Retype the data that follows with no alterations, please.
________
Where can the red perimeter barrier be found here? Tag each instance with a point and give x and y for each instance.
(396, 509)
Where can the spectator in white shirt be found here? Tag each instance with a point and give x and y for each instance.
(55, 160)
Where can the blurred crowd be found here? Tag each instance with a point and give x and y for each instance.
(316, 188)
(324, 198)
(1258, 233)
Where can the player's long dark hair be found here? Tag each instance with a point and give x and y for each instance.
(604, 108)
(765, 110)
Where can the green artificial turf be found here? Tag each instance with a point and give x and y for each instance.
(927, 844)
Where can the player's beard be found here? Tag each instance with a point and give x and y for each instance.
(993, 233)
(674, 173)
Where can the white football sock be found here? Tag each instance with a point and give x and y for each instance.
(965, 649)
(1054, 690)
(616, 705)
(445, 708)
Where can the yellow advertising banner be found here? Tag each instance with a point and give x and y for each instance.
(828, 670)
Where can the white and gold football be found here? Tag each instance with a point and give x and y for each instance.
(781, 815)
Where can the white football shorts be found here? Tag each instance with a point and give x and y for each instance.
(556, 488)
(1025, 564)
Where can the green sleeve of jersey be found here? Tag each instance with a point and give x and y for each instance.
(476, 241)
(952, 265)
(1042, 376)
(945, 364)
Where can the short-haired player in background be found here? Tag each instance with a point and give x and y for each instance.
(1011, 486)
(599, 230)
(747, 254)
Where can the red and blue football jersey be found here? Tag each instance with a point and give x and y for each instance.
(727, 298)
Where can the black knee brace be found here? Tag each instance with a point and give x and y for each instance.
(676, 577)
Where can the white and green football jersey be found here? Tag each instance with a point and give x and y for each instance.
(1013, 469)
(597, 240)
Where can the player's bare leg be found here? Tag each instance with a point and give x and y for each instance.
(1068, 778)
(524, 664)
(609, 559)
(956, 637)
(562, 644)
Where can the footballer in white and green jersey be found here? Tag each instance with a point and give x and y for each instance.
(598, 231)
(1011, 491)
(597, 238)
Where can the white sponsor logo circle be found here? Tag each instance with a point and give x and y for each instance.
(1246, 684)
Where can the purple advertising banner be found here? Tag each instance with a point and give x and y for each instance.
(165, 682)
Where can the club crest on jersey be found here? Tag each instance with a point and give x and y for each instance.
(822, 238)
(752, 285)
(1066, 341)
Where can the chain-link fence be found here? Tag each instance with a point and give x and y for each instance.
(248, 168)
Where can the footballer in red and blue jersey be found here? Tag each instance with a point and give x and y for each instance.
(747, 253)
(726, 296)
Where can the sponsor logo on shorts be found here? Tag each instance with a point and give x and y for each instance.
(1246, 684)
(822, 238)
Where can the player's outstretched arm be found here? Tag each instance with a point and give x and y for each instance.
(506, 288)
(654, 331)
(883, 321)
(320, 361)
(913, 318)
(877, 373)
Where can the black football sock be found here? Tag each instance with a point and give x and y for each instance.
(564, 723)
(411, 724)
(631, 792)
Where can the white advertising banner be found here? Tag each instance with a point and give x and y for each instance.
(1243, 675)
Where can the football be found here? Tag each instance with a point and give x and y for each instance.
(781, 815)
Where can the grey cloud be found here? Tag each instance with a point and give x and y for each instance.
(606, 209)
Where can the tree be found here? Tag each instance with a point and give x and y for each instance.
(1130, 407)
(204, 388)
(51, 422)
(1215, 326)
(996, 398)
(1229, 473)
________
• Task output:
Where can the red perimeter barrier be found here? Tag each instance with a point and give x and y for each instance.
(396, 509)
Where can the spectator in white shirt be found here? Tag each instance with a point and give x and y for each instance.
(55, 160)
Where can the blurred crowd be found here? Tag each instance with a point and give x and y for each instance.
(316, 188)
(324, 198)
(1258, 233)
Where can the player's long dark hair be found here? Tag each instance with a point and give x and y for each instance.
(604, 108)
(765, 110)
Where can the green artificial turf be found here? Tag each instance with a point and give x and y for each instance.
(927, 844)
Where can the player's beard be found here? Tag each instance with a point and give x and y for each instance.
(993, 233)
(674, 173)
Where can the white football sock be found here? Tag each instance with a point and give x and y for each instance.
(965, 649)
(1054, 690)
(616, 705)
(445, 708)
Where can the yellow advertising banner be found here? Tag each instance with a point and give x and y for each instance.
(828, 670)
Where can the white and gold football be found here? Tag each instance with a point and give x and y for each instance.
(781, 815)
Where can the white football shorts be found here? Tag each instance with a point and give x and y for each instance.
(556, 488)
(1025, 564)
Where can the green sleeve of jersey be found here? Tag each instance with a point and give x and y for each instance.
(476, 241)
(952, 265)
(1042, 376)
(945, 364)
Where can the short-haired player in background be found here? Tag each instance with a point and give x and y for each instance.
(1011, 486)
(599, 230)
(747, 254)
Where can the red and blue football jersey be found here? Tag each instance with a point and give x and y for each instance.
(727, 298)
Where can the black knee brace be found here? Tag each instance with a point and give x and y for each instance.
(676, 577)
Where can the white and green football jersey be found here? Tag each instance with a point and give x and y for each instance.
(1013, 469)
(597, 240)
Where can the player's bare leg be found here? Tag each instance with a point and give x and y for each instance.
(1068, 778)
(524, 664)
(609, 559)
(956, 637)
(562, 644)
Where can the footballer in white and green jersey be found here? Tag each instance with a point and give x and y for each instance.
(598, 231)
(1011, 491)
(597, 238)
Where can the white sponsor logo circle be found here? Tag each instance with a point and give x and y for each instance.
(1246, 684)
Where can the purple advertising banner be found here? Tag each instance with a point and give x and y for each instance.
(165, 682)
Where can the club crest on jersey be found here? Tag each instance with a point and give x and y for each instance.
(822, 238)
(752, 285)
(1066, 341)
Where can the chain-link fence be found here? Tag each instance with a point and give x and y for each instance.
(248, 168)
Where can the footballer in red and blue jersey be found here? Tag each instance with a point and give x and y for each instance.
(747, 253)
(726, 296)
Where can the sponsor logo on shorts be found here? Tag each instance with a point and give x and y for each instance.
(1246, 684)
(822, 238)
Where can the player's outstretched arm be found here? Tag each instance with a point and give x and y for each instance.
(506, 288)
(654, 331)
(883, 321)
(320, 361)
(913, 318)
(877, 373)
Where can the black football sock be found here? Tag each instance with a point and give x and y for each instance.
(564, 723)
(411, 724)
(631, 792)
Where can the white advertising banner be found here? Tag each instance with a point and give x and y for each instance.
(1243, 675)
Where can the football be found here? Tag each instance with a point and give x and y for each instance.
(781, 815)
Where can the grey cloud be found here? Tag each instance with a point and give x and y for each instance.
(606, 209)
Where can the tree be found here? Tag each instance with a point and give x and y for each instance.
(1130, 407)
(204, 388)
(51, 422)
(1215, 326)
(996, 398)
(1229, 473)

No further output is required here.